Which lines of the entries contain the string "track"? Copy each of them.

Point localization data:
══════
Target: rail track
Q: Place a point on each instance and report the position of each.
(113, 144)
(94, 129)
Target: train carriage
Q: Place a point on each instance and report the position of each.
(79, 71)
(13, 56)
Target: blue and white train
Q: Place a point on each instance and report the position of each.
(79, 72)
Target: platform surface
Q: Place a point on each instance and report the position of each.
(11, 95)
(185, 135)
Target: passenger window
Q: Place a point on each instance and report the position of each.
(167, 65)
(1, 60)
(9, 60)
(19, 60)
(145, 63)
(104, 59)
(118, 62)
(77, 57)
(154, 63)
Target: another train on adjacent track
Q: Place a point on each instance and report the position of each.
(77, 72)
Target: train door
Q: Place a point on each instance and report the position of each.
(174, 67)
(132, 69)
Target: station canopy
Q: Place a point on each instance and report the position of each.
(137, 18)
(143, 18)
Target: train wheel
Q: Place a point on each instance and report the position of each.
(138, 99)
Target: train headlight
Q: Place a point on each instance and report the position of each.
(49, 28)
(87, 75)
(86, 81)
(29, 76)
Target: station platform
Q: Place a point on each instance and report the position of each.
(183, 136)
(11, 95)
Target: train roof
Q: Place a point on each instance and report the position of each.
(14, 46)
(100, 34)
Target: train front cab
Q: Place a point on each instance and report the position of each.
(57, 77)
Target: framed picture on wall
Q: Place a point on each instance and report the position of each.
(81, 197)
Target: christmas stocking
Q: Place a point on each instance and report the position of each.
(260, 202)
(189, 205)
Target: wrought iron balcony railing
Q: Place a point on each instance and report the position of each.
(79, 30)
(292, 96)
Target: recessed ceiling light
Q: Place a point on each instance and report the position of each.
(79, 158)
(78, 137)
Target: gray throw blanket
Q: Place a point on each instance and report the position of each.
══════
* OUTPUT FOR THIS EXERCISE
Target: rail track
Target: another train on adjacent track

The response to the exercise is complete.